### [Your task]
Show all lines of the entries in which the word "light" is found.

######

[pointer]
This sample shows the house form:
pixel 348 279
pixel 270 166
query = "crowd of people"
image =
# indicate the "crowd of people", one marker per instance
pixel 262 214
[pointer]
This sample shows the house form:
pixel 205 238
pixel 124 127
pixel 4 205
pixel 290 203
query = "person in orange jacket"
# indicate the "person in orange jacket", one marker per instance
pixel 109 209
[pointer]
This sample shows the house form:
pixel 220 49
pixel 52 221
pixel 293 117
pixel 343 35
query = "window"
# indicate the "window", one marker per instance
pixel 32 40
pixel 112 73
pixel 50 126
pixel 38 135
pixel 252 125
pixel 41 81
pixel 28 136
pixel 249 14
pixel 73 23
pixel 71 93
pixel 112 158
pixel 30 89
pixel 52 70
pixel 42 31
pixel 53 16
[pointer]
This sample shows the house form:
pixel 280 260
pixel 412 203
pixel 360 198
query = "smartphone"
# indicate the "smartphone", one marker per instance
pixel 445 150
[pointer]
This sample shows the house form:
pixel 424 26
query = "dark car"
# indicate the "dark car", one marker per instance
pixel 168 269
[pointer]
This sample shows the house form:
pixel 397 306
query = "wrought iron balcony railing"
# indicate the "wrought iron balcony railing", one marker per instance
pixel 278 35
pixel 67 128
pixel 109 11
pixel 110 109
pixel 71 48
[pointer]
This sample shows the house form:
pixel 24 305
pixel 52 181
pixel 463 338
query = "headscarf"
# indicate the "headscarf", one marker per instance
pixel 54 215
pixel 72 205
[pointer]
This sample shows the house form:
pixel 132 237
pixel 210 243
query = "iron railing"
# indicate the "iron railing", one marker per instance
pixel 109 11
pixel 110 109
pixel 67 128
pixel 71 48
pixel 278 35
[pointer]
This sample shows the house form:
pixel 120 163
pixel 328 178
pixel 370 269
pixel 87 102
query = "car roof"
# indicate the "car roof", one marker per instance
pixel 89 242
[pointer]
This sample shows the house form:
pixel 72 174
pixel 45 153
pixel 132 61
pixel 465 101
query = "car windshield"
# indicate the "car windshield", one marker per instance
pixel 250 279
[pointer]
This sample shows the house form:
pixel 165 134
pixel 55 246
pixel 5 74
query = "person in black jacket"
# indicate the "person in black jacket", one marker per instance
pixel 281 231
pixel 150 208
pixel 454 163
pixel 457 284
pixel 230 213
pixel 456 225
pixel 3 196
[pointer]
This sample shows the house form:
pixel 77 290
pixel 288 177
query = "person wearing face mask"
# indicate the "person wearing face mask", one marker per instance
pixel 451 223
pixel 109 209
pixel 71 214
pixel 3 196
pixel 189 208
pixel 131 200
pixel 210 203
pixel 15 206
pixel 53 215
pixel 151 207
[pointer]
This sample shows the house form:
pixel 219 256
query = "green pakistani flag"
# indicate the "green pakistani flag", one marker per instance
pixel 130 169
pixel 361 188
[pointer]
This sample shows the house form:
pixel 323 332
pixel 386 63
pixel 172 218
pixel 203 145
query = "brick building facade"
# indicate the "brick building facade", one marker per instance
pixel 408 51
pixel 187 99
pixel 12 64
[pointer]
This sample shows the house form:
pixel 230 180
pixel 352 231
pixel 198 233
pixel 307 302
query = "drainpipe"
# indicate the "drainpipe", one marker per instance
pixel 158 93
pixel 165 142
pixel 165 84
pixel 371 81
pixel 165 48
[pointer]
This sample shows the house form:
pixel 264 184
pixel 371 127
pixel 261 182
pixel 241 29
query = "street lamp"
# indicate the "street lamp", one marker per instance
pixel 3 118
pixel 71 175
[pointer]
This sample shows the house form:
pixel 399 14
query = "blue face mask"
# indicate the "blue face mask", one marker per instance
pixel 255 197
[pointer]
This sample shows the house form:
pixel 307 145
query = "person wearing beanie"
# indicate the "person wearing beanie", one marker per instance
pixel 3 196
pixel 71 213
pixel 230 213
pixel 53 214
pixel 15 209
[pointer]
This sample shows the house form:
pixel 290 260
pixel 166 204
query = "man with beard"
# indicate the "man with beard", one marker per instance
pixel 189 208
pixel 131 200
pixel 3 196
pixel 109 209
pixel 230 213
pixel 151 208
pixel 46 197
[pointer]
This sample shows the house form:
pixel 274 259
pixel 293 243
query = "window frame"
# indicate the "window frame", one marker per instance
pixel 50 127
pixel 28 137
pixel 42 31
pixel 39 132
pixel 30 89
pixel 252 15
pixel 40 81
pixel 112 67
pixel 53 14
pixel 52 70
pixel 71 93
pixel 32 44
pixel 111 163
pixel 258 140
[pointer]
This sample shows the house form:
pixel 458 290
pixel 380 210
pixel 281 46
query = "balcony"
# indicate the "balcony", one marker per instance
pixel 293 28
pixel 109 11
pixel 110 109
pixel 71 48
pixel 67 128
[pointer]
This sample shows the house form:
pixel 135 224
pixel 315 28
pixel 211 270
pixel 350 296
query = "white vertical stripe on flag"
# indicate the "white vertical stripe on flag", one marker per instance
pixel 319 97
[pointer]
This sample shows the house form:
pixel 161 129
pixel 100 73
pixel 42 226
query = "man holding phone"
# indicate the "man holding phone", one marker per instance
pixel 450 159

######

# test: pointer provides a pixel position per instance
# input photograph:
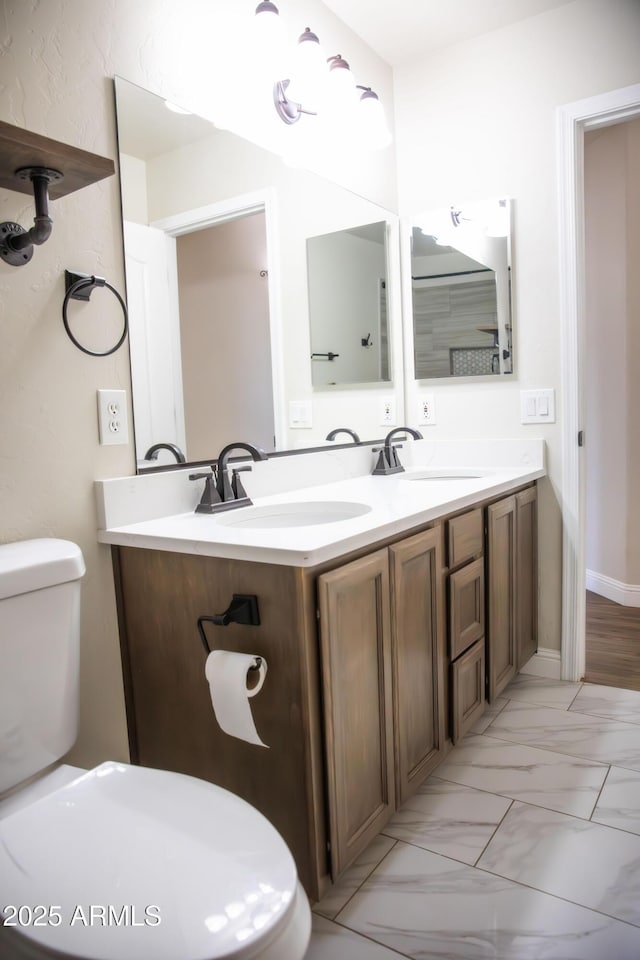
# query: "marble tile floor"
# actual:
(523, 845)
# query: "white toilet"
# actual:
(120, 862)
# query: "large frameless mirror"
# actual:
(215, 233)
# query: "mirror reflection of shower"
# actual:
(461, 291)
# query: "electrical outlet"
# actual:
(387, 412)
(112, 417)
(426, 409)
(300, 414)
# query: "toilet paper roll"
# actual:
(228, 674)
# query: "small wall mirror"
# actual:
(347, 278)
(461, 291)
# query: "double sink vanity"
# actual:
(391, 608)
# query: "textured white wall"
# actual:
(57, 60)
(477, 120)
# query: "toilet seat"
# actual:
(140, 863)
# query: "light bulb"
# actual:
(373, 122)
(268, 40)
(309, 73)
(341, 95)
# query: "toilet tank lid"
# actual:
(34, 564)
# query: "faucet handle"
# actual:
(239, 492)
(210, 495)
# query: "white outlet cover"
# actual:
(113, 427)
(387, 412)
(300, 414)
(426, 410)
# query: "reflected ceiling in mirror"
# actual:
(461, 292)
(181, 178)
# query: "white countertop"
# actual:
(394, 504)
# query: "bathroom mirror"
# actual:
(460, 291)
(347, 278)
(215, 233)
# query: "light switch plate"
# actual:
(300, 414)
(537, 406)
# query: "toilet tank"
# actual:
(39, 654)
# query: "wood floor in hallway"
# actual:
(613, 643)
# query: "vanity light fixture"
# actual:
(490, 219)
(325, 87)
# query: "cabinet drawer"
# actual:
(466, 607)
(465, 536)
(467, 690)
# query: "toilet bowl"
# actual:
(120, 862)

######

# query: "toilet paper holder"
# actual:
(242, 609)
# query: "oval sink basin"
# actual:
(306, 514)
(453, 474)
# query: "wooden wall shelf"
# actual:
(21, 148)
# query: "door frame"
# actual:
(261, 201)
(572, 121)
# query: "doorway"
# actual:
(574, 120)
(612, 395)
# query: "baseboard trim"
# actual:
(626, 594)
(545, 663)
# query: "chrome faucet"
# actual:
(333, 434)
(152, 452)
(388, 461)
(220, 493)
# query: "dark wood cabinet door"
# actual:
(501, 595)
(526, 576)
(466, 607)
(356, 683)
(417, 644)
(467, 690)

######

### [Written answer]
# query: "light bulb"
# query: "light switch plate"
# query: "vanity light fixture"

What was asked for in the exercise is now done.